What to do.
Copy the vaccine-financing piece from "Each year, nearly" to "the coming decades.", substituting "infants" for every "children".

Passage.
Gordon Brown and Bill Gates: How to help the world's poorest children

Each year, nearly 30 million children still miss out on essential immunisations

Financial markets are not usually associated with saving lives. Today, with the launch of the International Finance Facility for Immunisation (Iffim), that is about to change. A bond that uses long-term financing to help pay for vaccines will ensure that millions of children in the poorest countries have a fighting chance at a healthy life.

This facility will significantly increase predictable resources for development and ignite a broader debate around innovative ways to raise and spend donor dollars, both public and private, on global health. Financing techniques to deliver existing health interventions, as well as to promote research and development on new tools, could become a powerful force in the fight to end preventable diseases over the coming decades.

Two to three million children under the age of five die every year from diseases for which we have, or soon will have, a vaccine. The Gavi Alliance (formerly the Global Alliance for Vaccines and Immunisation) was created in 2000 to address this appalling situation. With an initial pledge from the Bill & Melinda Gates Foundation, Gavi has immunised more than 115 million children against such diseases as hepatitis B and yellow fever, likely preventing 1.7 million deaths.

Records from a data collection
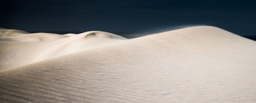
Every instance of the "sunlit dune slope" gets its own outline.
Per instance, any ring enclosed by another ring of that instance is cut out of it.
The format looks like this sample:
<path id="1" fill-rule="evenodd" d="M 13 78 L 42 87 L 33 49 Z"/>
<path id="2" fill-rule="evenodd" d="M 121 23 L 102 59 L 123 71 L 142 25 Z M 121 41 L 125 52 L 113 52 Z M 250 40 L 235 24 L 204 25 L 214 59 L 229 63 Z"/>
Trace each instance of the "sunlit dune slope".
<path id="1" fill-rule="evenodd" d="M 100 31 L 70 37 L 40 33 L 3 39 L 0 42 L 0 71 L 126 40 Z"/>
<path id="2" fill-rule="evenodd" d="M 81 35 L 68 41 L 86 39 Z M 92 41 L 97 39 L 102 39 Z M 255 52 L 256 42 L 220 28 L 188 28 L 0 72 L 0 100 L 255 102 Z"/>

Response to this exercise.
Each year, nearly 30 million infants still miss out on essential immunisations

Financial markets are not usually associated with saving lives. Today, with the launch of the International Finance Facility for Immunisation (Iffim), that is about to change. A bond that uses long-term financing to help pay for vaccines will ensure that millions of infants in the poorest countries have a fighting chance at a healthy life.

This facility will significantly increase predictable resources for development and ignite a broader debate around innovative ways to raise and spend donor dollars, both public and private, on global health. Financing techniques to deliver existing health interventions, as well as to promote research and development on new tools, could become a powerful force in the fight to end preventable diseases over the coming decades.